[Collected data entries]
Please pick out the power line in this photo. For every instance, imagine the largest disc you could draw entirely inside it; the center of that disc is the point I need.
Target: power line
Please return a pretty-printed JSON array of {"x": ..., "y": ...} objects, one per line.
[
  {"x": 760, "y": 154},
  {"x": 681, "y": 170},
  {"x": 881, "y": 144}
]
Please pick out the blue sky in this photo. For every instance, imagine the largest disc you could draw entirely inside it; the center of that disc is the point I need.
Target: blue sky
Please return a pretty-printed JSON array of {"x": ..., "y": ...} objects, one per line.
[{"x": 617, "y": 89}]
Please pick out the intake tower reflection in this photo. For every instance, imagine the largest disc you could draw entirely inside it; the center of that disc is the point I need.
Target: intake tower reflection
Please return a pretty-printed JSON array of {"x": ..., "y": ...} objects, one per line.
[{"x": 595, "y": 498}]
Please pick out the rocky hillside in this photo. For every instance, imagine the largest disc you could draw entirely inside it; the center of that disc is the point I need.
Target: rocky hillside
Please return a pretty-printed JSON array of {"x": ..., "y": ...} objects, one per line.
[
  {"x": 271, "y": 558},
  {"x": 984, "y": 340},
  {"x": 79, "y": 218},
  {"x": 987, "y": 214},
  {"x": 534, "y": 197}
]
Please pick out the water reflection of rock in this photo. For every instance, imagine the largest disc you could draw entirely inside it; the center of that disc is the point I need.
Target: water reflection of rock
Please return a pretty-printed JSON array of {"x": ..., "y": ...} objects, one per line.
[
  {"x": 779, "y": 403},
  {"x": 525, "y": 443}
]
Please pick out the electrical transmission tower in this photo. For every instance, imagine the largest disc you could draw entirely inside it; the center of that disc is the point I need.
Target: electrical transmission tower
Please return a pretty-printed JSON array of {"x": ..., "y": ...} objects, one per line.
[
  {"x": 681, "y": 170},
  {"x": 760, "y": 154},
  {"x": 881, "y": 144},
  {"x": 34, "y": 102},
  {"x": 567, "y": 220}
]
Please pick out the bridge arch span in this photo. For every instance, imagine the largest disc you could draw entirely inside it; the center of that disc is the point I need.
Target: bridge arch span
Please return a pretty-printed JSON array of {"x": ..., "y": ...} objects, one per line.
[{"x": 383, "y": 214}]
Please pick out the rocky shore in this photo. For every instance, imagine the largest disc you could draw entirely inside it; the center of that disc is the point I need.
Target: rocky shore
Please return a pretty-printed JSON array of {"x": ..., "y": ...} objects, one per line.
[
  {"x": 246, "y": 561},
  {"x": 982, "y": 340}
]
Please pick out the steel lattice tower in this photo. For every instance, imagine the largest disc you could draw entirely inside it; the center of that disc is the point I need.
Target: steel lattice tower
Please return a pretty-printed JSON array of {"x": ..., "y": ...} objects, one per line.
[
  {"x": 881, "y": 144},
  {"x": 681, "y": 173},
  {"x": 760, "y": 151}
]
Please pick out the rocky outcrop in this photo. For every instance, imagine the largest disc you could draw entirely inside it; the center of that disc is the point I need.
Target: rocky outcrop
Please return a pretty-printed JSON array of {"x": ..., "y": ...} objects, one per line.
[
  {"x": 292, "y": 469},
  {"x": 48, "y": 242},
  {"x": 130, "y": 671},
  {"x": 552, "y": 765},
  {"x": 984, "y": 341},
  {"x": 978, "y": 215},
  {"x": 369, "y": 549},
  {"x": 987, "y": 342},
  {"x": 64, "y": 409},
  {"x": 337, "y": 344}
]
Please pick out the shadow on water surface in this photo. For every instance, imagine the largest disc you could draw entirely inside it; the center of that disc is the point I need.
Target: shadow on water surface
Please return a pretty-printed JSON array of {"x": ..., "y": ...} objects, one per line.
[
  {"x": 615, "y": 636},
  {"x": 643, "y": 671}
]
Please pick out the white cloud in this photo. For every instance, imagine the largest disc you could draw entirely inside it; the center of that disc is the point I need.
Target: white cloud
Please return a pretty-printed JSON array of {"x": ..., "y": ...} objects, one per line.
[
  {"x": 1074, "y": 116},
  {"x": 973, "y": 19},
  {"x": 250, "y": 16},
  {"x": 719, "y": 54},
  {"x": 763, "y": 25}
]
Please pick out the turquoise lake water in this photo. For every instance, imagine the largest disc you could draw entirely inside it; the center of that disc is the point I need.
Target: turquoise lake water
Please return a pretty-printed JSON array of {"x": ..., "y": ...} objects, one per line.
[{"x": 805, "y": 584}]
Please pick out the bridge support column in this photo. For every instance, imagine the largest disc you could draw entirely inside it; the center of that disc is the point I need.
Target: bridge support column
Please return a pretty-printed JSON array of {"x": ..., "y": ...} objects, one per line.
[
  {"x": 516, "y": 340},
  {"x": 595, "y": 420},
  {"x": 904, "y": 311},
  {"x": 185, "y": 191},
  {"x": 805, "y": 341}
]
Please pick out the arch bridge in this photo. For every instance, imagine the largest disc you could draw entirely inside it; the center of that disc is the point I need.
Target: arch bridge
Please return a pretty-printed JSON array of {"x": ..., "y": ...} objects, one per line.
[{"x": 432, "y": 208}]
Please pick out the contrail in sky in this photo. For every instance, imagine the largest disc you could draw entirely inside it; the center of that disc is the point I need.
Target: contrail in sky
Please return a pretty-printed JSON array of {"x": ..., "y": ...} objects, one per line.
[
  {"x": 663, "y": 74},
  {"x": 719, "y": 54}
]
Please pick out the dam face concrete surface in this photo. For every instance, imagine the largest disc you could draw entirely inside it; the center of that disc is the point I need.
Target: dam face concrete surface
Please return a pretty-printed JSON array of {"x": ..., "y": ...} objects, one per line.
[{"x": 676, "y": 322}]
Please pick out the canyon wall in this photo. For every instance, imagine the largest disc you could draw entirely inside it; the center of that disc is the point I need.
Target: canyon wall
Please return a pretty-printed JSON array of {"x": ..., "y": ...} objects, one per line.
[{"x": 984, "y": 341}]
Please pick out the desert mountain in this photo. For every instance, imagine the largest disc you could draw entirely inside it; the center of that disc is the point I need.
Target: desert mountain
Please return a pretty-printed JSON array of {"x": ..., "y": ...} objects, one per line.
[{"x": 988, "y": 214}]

## WHAT IS EXPECTED:
Can you write out all the items above again, changing every "pretty-printed" to "neatly indented" and leaving everything else untouched?

## EXPECTED ANSWER:
Please pick out the power line in this photo. For every instance, imagine the largest disc you could draw entirely inside it; the center of that disc is the point I need.
Target: power line
Please return a neatly indented JSON array of {"x": ..., "y": ...} objects, one per line.
[
  {"x": 760, "y": 154},
  {"x": 681, "y": 170},
  {"x": 881, "y": 144}
]
Please pick out the blue sky in this photo. For every instance, imagine the largest disc you could draw entirely inside it; the center of that disc is the point I need.
Target: blue sky
Please return a neatly indented JSON array of {"x": ..., "y": ...} objects, one per line.
[{"x": 617, "y": 89}]
Please pick out the intake tower reflection in this photo. For every instance, imagine the largest disc you could draw entirely inside it; the center of that disc is the point I need.
Target: intake tower reflection
Please return a neatly indented JSON array of {"x": ..., "y": ...} objects, one per line.
[{"x": 595, "y": 498}]
Please pick out the rocky hillside in this photo. For every instance, imagine the largest disc you could draw entirely inside it; the center of that disc is the point I need.
Target: rocky hillside
Please return a neatly indented JSON array of {"x": ..., "y": ...} objects, one per line.
[
  {"x": 271, "y": 558},
  {"x": 984, "y": 340},
  {"x": 79, "y": 218},
  {"x": 987, "y": 214},
  {"x": 534, "y": 197}
]
Please pick out the water reflection of rock in this photo. For every instance, imagine the largest disc you could draw entirely inside it; the center of that disc is the point I need.
Target: water reflection of rock
Please return a neatly indented JSON array of {"x": ..., "y": ...} objects, one per line.
[
  {"x": 779, "y": 403},
  {"x": 525, "y": 443}
]
Please pick out the electrical transmission tower in this photo. For every instance, imagine the largest disc you could draw entirely inside it; the center of that disc is the point I need.
Target: electrical transmission tower
Please return a neatly indented JSON array of {"x": ..., "y": ...} objects, one per line.
[
  {"x": 681, "y": 170},
  {"x": 760, "y": 154},
  {"x": 881, "y": 144},
  {"x": 34, "y": 102},
  {"x": 567, "y": 220}
]
Please pick out the bridge arch span in this photo. For every instance, imagine the largest disc you could draw entirely inside it; the center of that disc is the point I need.
Target: bridge arch span
Please return a neatly indented JSON array of {"x": ..., "y": ...} objects, one per line.
[{"x": 383, "y": 214}]
Please pick out the rocky shore in this photo. For every instance, imagine the largest disc you could draw entirely inside it; the center of that disc is the point I need.
Target: rocky shore
Please return a neatly indented JSON array of {"x": ..., "y": ...} objects, one per line.
[
  {"x": 246, "y": 561},
  {"x": 982, "y": 340}
]
Please pick out the steel lattice tower in this photo. For every instance, imagine the largest disc you could draw entirely inside it; the center of that disc is the point I need.
Target: steel lattice tower
Please return a neatly indented JSON array of {"x": ..., "y": ...} objects, one per line.
[
  {"x": 881, "y": 144},
  {"x": 681, "y": 173},
  {"x": 760, "y": 151}
]
Please pick out the rocky outcrop in this photo. For every instance, imagine the largest disc you could draw entirely inside it; the center of that disc is the point I need.
Target: rocky outcrop
Please return a neatly indented JSON array of {"x": ..., "y": ...} objects, one per line.
[
  {"x": 292, "y": 469},
  {"x": 48, "y": 242},
  {"x": 130, "y": 671},
  {"x": 552, "y": 765},
  {"x": 984, "y": 341},
  {"x": 978, "y": 215},
  {"x": 369, "y": 549},
  {"x": 987, "y": 342},
  {"x": 64, "y": 409},
  {"x": 337, "y": 344}
]
Please pick out the shadow on water surface in this photo. For every instance, imagine the largest disc you could draw entirely inside it; the center of that disc is the point I need.
Target: shadow on water surface
Please return a neatly indented JSON array of {"x": ..., "y": ...} objects, one per line.
[
  {"x": 615, "y": 636},
  {"x": 643, "y": 671}
]
Please pick out the white cloud in this photo. For every instance, imagine the largest disc you could draw entirely inside it; the center of that disc is the point I need.
Target: white cloud
Please return a neatly indented JSON array of {"x": ..., "y": ...} objects, one per line.
[
  {"x": 1074, "y": 116},
  {"x": 973, "y": 19},
  {"x": 250, "y": 16},
  {"x": 719, "y": 54},
  {"x": 763, "y": 25}
]
Please pick out the turquoise lake water in this photo. For every instance, imagine the largest disc you could draw entirely inside it; the center of that disc is the point I need.
Target: turquoise lake water
Please return a neatly indented JSON array of {"x": ..., "y": ...} objects, one per line.
[{"x": 805, "y": 584}]
Please pick out the bridge support column in this photo. For every instance, imagine the largest disc you could draw entirely inside it; the center of that disc is the point I need.
Target: bridge support column
Please return a neatly indented JSON array of {"x": ..., "y": ...} objects, one per line.
[
  {"x": 516, "y": 340},
  {"x": 595, "y": 420},
  {"x": 904, "y": 311},
  {"x": 185, "y": 191},
  {"x": 805, "y": 341}
]
Please pick out the arch bridge in this photo. For every instance, imagine the largest disc you could draw entirely inside it; the center of that disc is the point I need.
Target: arch bridge
Please return a neatly indented JSON array of {"x": ..., "y": ...} objects, one per line.
[{"x": 432, "y": 208}]
Please pick out the contrail in sky in this photo. For every instance, imagine the largest disc you could draw entirely inside it; the center of that disc is the point I need.
Target: contrail in sky
Please return a neatly indented JSON array of {"x": ..., "y": ...} objects, one per line.
[
  {"x": 663, "y": 74},
  {"x": 719, "y": 54}
]
Please pick out the dam face concrete surface in this photo. For every instance, imagine the largest disc you could draw entirely inside it; the center of that disc is the point I need.
Target: dam face concrete surface
Please return a neatly indented JSON array of {"x": ..., "y": ...} objects, one per line.
[{"x": 676, "y": 322}]
Please pick out the canyon wall in this photo. For every instance, imagine the largest disc you could draw entirely inside it; the center of that disc is the point I need.
Target: canyon wall
Please return a neatly indented JSON array of {"x": ..., "y": ...} objects, one per line.
[{"x": 984, "y": 341}]
Please pick out the desert mountain in this photo. For every instance, imagine the largest disc you could draw entirely inside it; the center of that disc is the point I need.
Target: desert mountain
Please return a neatly indented JSON array of {"x": ..., "y": ...} objects, one per line.
[{"x": 988, "y": 214}]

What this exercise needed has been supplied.